Collected data entries:
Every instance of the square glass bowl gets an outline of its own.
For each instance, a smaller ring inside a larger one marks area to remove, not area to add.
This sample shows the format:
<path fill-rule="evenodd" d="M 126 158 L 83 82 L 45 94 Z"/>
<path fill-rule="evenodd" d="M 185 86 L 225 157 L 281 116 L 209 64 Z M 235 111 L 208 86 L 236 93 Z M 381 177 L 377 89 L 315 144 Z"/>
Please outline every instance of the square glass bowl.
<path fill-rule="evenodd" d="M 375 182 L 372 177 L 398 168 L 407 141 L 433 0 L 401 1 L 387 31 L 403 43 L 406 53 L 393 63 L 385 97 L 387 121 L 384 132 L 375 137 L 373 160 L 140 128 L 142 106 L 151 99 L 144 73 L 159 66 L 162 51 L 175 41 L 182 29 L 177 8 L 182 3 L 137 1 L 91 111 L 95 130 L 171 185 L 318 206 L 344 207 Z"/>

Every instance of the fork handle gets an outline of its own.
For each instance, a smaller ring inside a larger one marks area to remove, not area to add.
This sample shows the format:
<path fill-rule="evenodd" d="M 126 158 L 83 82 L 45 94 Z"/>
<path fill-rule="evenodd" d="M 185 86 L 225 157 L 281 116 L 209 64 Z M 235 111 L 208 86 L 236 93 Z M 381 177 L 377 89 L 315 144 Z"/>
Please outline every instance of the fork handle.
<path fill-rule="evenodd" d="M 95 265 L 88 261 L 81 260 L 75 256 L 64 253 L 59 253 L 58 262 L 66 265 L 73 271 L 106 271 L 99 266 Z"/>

Work instructions:
Give the records again from the line with "Every instance of the fork handle gets" through the end of the records, renaming "fork handle" to "knife handle" and leaving everything else unchanged.

Answer to this task:
Every instance of the knife handle gets an outline of its own.
For each instance, a smaller ring inside a larger one marks area to remove, not area to add.
This sample shows the format:
<path fill-rule="evenodd" d="M 126 158 L 83 82 L 45 94 Z"/>
<path fill-rule="evenodd" d="M 185 86 L 225 157 L 281 116 L 209 64 Z M 235 111 L 208 86 L 236 93 Z M 381 177 L 377 89 L 315 144 Z"/>
Please outline every instance of the knife handle.
<path fill-rule="evenodd" d="M 95 265 L 88 261 L 81 260 L 75 256 L 64 253 L 59 253 L 58 262 L 66 265 L 73 271 L 106 271 L 99 266 Z"/>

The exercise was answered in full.